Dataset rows
* * * *

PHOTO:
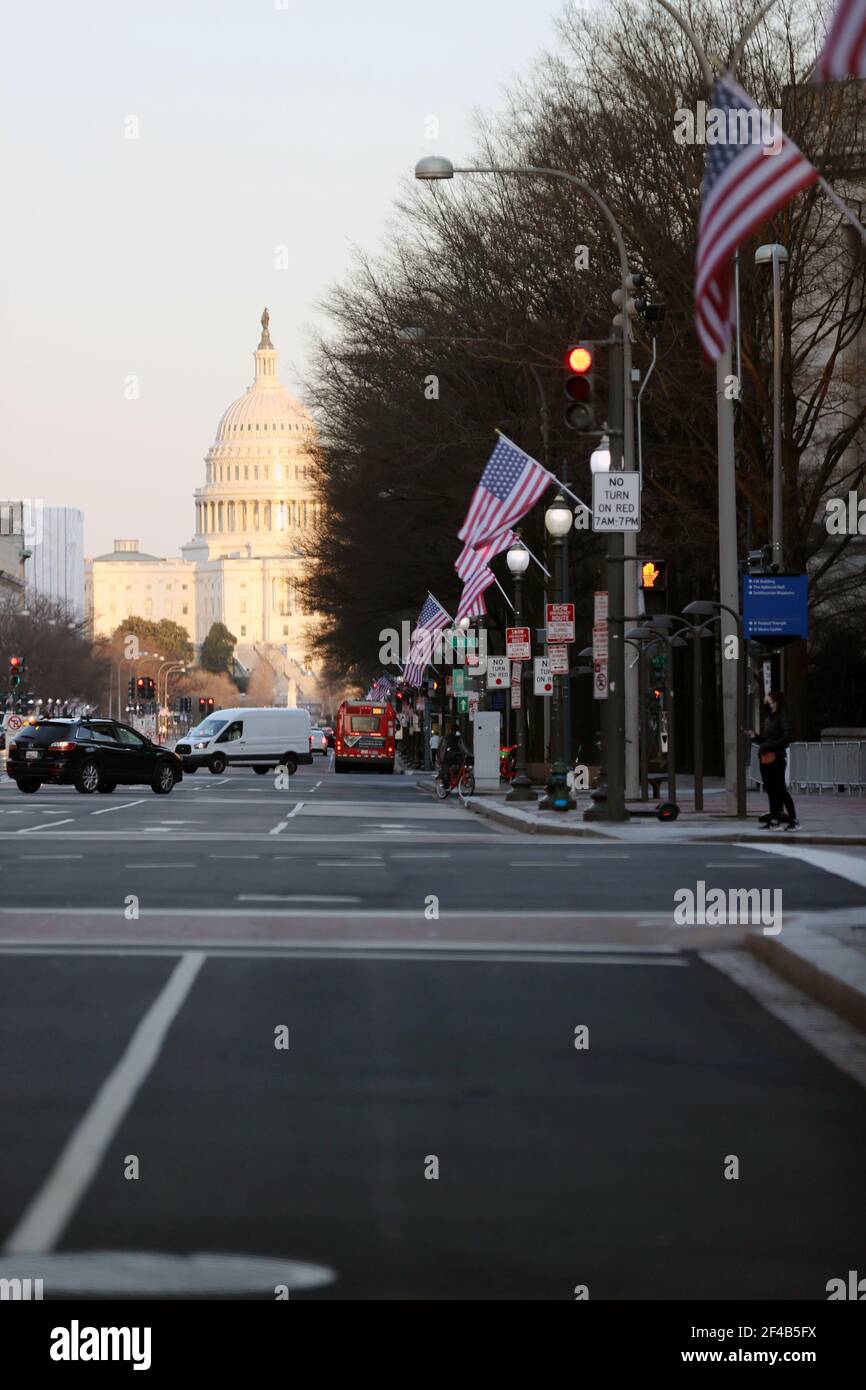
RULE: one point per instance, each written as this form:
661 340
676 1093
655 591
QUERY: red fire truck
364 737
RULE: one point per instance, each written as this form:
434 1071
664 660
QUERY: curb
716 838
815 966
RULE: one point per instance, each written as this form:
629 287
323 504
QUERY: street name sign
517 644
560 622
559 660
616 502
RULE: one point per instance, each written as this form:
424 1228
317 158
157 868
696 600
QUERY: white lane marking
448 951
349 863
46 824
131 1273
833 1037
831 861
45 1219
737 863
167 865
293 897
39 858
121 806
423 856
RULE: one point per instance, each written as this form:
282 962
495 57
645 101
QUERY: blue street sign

* * * *

> **Written task**
Reproduce the material above line for line, omitting the pictures.

> **Task answer**
PHOTO:
RULE: one point per instance, each written as this form:
661 340
676 1093
655 591
QUERY: red fire truck
364 737
RULE: one point per instance, each written as this form:
434 1071
664 660
QUERY: curb
716 838
815 966
RULE: one point per instance, each written as this form:
629 287
323 504
QUERY: street name sign
517 644
560 622
559 660
616 502
RULE: one point per instance, each written as this form:
424 1228
317 158
157 868
696 600
QUERY: white lane marking
448 951
349 863
46 824
131 1273
833 1037
831 861
45 1219
737 863
167 865
293 897
39 858
121 806
423 856
RULE: one point per instance, each written as this form:
282 962
495 57
645 101
QUERY: blue street sign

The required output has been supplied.